GOAL OF THE EXERCISE
Look for "jersey" in the records and copy every line that has it.

Stored records:
##############################

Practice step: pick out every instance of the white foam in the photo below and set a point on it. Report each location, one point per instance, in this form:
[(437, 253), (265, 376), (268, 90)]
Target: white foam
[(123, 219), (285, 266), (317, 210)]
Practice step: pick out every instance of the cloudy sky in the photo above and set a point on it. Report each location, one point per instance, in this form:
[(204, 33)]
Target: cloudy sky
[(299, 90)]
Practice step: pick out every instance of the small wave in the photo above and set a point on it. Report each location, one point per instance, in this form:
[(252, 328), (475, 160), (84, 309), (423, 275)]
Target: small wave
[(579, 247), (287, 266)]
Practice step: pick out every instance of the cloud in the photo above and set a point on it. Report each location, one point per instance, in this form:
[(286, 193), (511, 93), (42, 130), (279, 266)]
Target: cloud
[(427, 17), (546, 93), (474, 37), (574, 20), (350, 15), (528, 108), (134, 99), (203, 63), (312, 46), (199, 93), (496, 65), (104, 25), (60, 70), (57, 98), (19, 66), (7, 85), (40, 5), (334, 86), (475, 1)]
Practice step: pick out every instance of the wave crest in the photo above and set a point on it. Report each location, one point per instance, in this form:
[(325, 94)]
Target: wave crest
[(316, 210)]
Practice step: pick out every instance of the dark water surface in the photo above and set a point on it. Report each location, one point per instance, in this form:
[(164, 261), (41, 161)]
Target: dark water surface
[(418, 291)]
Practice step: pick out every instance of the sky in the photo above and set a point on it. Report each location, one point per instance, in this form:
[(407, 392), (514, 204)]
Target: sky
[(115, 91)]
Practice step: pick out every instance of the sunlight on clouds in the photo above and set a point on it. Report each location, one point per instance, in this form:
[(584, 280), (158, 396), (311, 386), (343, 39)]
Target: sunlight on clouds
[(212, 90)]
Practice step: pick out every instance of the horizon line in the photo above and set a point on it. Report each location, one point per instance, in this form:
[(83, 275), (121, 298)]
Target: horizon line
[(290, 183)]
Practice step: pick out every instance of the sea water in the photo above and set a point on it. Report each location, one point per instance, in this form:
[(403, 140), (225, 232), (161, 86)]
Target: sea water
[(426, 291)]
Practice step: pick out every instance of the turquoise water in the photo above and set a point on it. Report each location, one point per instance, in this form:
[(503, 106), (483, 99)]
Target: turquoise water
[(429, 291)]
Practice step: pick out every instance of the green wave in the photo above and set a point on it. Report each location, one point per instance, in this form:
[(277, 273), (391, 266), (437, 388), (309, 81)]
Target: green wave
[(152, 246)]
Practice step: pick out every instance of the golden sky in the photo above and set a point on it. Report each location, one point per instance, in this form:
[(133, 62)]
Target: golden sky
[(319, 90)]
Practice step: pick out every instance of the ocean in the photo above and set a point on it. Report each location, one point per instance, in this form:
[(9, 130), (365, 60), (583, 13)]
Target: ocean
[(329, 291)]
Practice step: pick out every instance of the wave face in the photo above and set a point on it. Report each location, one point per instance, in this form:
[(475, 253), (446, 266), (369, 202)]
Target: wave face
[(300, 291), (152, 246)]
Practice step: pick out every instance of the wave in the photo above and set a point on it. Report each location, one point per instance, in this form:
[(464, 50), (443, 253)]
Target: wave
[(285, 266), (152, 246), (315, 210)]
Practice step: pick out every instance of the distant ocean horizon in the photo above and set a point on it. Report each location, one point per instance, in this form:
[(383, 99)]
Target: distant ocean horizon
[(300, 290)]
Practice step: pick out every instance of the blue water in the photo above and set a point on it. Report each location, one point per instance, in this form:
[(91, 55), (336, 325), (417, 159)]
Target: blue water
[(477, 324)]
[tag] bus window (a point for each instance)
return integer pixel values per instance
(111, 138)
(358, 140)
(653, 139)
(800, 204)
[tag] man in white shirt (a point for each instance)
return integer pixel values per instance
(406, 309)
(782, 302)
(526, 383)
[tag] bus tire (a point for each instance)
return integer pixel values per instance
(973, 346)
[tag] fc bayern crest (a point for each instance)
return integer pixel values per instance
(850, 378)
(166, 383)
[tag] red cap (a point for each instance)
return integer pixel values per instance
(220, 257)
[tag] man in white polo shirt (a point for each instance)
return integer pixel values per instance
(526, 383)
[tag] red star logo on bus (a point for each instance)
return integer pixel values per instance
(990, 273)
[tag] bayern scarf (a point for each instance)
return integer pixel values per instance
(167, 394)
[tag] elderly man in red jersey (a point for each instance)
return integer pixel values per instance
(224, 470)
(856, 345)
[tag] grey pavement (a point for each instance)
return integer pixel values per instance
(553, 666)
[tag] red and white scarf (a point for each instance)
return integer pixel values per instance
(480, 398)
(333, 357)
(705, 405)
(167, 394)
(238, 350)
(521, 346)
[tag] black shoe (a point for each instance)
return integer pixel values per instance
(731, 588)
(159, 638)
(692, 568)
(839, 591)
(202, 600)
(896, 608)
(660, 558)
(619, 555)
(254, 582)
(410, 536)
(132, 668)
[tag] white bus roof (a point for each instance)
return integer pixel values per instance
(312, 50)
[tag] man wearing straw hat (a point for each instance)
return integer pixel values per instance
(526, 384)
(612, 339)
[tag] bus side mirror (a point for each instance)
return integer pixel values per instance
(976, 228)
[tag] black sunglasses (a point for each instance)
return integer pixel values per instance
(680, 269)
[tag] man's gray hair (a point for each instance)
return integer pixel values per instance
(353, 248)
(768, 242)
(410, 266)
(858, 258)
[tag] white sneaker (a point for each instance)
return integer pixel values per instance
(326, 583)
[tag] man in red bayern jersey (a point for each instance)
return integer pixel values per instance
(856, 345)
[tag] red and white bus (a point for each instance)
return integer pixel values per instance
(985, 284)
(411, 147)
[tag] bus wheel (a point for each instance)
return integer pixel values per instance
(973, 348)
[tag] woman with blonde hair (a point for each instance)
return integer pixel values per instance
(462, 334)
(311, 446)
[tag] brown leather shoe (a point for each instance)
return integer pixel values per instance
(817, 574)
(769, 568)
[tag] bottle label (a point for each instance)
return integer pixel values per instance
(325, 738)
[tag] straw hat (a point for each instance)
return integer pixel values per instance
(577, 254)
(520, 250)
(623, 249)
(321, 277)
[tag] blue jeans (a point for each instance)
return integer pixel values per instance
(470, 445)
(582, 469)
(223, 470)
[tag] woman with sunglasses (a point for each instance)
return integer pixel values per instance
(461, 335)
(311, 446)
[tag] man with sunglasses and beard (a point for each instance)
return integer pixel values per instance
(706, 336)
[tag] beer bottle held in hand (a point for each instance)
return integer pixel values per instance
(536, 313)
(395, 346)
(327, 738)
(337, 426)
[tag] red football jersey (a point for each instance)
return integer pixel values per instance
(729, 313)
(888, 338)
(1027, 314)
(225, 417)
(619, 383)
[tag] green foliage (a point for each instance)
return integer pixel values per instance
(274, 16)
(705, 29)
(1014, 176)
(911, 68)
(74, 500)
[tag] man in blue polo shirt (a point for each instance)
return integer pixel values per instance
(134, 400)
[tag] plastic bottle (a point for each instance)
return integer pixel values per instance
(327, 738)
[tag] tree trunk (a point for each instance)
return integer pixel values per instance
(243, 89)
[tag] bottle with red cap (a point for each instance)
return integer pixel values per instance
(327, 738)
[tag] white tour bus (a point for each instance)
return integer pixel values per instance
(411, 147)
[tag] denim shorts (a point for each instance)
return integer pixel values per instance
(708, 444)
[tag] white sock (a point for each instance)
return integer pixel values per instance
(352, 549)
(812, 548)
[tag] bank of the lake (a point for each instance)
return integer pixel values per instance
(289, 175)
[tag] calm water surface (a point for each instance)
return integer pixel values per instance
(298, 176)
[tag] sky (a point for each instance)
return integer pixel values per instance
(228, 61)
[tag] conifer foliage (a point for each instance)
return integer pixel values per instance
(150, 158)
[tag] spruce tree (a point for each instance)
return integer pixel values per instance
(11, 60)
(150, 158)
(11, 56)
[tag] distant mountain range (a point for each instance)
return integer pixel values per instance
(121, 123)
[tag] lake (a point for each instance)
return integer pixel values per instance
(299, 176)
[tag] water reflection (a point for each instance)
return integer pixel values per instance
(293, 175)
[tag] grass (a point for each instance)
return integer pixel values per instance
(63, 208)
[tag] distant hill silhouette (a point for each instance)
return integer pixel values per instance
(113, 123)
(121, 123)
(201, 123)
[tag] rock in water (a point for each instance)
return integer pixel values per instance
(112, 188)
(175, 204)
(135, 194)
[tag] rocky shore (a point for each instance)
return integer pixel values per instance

##############################

RESULT OF THIS EXERCISE
[tag] elderly man in red jersey (a point for each instance)
[tag] man in red bayern jersey (a point for each instance)
[tag] red football jersey (a point for each instance)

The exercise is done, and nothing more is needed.